__Texte à lire__
---

Je ne sais pas si je suis dans la bonne catégorie, merci de me le dire si ce n’est pas le cas !
Je suis actuellement en Erasmus dans l’Est de l’Allemagne (Frankfurt/Oder), et j’ai remarqué tout à l’heure que certains allemands disaient « Guten Tach », je savais que c’était utilisé dans certaines régions mais pas dans l’Est. Ma question : c’est utilisé dans quelles régions finalement ? Et d’ailleurs si quelqu’un a une explication pour cette différence de prononciation, je suis preneur, ça m’intrigue vraiment.
Me semble l’avoir entendu un peu partout. Si c’est attaché à une aire linguistique particulière ? Aucune idée.
PS : comme ce serait sympa de passer par la case départ ! Merci d’avance.
« Guten Tach », c’est partout, dès qu’on emploie cette expression, ainsi que « Tach », « Tachchen ». Sinon : « Moin », « Moin Moin », « Hallo », « Grüss Gott ».
Moi-même, je le dis ainsi dès que je ne suis plus en zone « Grüss Gott », mais avec un « a » sudiste, pratiquement un « å ».
Il faut savoir lire : « c’est partout, dès que l’on emploie cette expression. Sinon, c’est… ».
Quant à « Grüss Gott », il n’est pas seulement bajuvare, mais aussi alémanique… et franconien ! C’est pourquoi je parlais de la « zone Grüss Gott ».

---

__Données__
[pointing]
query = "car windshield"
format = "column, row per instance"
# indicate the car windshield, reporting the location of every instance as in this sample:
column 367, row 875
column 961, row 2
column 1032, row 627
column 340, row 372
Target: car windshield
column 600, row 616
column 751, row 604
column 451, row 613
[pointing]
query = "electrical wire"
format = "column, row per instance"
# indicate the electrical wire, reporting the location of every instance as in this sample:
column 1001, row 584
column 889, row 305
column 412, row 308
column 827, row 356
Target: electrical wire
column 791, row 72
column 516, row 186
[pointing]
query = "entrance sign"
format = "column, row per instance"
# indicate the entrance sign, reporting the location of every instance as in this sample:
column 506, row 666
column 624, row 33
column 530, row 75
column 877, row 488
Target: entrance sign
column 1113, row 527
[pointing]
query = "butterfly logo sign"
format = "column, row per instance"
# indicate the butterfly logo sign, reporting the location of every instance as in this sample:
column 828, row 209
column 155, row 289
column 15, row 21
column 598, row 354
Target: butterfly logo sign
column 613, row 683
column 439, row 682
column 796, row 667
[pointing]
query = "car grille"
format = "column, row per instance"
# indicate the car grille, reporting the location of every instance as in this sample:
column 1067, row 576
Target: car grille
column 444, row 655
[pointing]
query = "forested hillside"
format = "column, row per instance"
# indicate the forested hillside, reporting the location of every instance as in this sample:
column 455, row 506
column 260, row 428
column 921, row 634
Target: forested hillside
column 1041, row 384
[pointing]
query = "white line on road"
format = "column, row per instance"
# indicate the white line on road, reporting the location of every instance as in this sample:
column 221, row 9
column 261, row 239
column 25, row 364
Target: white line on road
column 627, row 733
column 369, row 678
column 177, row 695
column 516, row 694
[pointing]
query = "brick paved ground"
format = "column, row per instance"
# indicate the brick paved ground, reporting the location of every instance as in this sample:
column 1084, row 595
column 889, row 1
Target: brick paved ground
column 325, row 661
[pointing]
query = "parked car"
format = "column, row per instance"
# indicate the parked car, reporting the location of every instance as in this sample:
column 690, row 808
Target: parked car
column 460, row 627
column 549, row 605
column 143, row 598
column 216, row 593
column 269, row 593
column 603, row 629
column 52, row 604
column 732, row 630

---

__Vos tâches__
1) D'après le texte à lire, dans quelle ville la personne qui pose la question fait-elle son Erasmus ?
2) Merci de recopier mot pour mot les lignes de données, depuis la première jusqu'à celle qui contient « column 751, row 604 », les deux incluses.

__Solutions détaillées__
1) À Frankfurt/Oder, dans l'Est de l'Allemagne.

2)
[pointing]
query = "car windshield"
format = "column, row per instance"
# indicate the car windshield, reporting the location of every instance as in this sample:
column 367, row 875
column 961, row 2
column 1032, row 627
column 340, row 372
Target: car windshield
column 600, row 616
column 751, row 604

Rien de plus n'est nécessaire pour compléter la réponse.